◆ Enunciado
Liste, na ordem em que aparecem, todos os anos mencionados no texto sobre Averróis abaixo, incluindo os das referências bibliográficas.

◆ Texto de leitura
_ _ _ _ _

Averróis (Ibn Roshd) 

A obra de Averróis, como a de seus predecessores, procurou conciliar filosofia e dogma.

basta dizer que, segundo ele, essa filosofia em nada se opõe à religião; religião e filosofia representam duas etapas do pensamento; a religião esconde sob um véu, para torná-los acessíveis aos profanos, as verdades que o filósofo descobre e cujo conhecimento é o próprio culto que ele presta a Deus (BRÉHIER, 2005, p. 421, tradução nossa).

Averróis procurou demonstrar “que a religião e a filosofia se harmonizam e seu objetivo é a defesa da filosofia que é uma disciplina que não está alheia a um autêntico espírito religioso” (KALAOUN, 2016, p. 46).

Sua obra representa a maturidade e a culminância da tradição aristotélica no pensamento muçulmano e seu trabalho teve grande influência sobre a escolástica. Averróis nasceu em Córdoba, no coração da Espanha mulçumana, em 1126 e faleceu em 1198.

_ _ _ _ _

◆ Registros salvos
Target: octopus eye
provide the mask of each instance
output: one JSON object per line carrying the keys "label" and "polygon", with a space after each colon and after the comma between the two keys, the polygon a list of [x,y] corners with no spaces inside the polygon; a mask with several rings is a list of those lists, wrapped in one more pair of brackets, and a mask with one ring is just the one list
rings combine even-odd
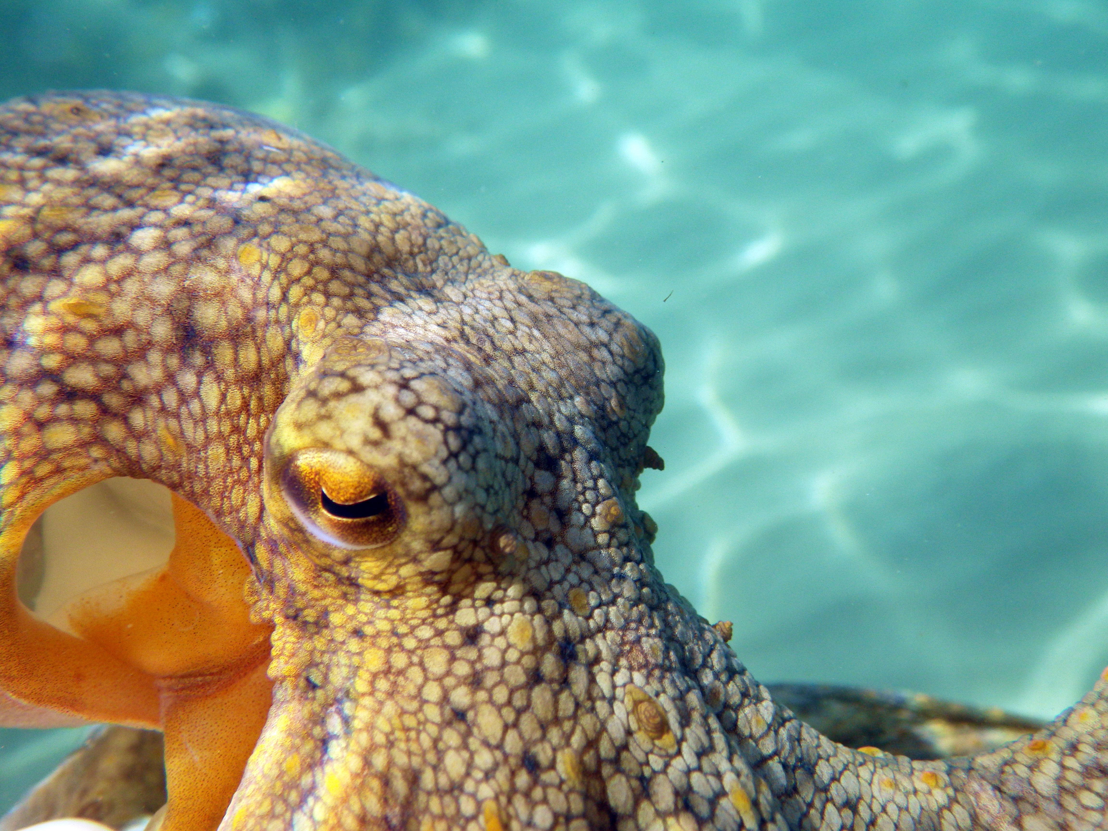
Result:
{"label": "octopus eye", "polygon": [[286,463],[280,485],[304,526],[341,548],[387,545],[404,526],[400,495],[350,453],[301,450]]}

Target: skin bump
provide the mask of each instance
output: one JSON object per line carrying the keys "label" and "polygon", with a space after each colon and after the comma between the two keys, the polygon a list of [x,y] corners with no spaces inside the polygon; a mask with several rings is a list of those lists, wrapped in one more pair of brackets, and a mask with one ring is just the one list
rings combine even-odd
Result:
{"label": "skin bump", "polygon": [[[168,831],[1092,828],[1106,681],[951,762],[778,706],[654,567],[655,336],[268,120],[0,107],[0,722],[165,731]],[[158,571],[16,602],[49,505],[174,493]]]}

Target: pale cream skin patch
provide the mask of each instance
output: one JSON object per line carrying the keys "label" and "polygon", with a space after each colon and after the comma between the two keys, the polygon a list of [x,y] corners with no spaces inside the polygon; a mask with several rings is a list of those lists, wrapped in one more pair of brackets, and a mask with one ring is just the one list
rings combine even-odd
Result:
{"label": "pale cream skin patch", "polygon": [[[161,727],[164,828],[1105,823],[1102,681],[936,762],[774,705],[654,568],[661,353],[583,284],[217,105],[18,100],[0,142],[0,719]],[[175,546],[63,632],[20,547],[113,476]]]}

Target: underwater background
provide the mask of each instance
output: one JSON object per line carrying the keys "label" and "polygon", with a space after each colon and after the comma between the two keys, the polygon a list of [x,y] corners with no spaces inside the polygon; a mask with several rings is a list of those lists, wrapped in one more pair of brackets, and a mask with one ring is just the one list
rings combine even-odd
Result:
{"label": "underwater background", "polygon": [[[762,681],[1108,664],[1100,0],[0,0],[0,99],[264,113],[661,339],[639,504]],[[0,730],[0,811],[83,731]]]}

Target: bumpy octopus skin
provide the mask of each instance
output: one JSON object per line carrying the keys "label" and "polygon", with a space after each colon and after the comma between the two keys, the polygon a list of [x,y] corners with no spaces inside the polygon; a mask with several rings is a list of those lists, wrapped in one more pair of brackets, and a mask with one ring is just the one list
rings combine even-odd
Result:
{"label": "bumpy octopus skin", "polygon": [[[588,287],[218,105],[20,99],[0,160],[0,719],[161,726],[163,828],[1108,825],[1105,681],[933,762],[774,705],[654,566],[661,353]],[[110,476],[177,548],[51,628],[23,536]]]}

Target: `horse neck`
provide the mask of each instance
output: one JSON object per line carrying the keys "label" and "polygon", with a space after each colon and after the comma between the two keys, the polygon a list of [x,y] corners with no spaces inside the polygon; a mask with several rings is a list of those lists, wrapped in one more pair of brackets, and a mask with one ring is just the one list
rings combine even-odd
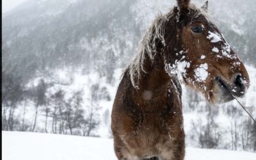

_ _ _ _ _

◆ Resposta
2005, 2016, 1126, 1198